● **Written instruction**: Copy out every line of the entries below exactly, leaving out the pictures.

------ Record extracts ------

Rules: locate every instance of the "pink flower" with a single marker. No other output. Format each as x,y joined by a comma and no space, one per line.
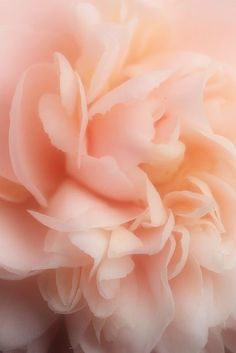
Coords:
117,175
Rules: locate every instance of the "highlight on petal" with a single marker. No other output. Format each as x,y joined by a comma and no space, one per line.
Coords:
36,163
26,317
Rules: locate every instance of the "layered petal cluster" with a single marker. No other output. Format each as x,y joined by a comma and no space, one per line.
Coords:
118,175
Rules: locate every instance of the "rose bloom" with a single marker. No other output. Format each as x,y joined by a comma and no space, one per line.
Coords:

------

● **Result of the task**:
Rules: locate every instance of the "pink flower" with a single marker. No other output. Format each as x,y joined by a comma and no space, one per line.
Coords:
117,175
Rules: locate every instance of the "highlight on petal" with a single marker. No other output. Format each as x,y joined by a comma and no space, one per line.
Coords:
36,163
26,317
Rules: locate every instance of the "layered petal cluster" with a single marker. No other output. Format each as x,y joined by a comma and no space, one per line.
Coords:
118,175
Rules: locate every instance of the "rose bloom" with a single marker. No other output. Format each as x,y joined by a comma and no space, one per line.
Coords:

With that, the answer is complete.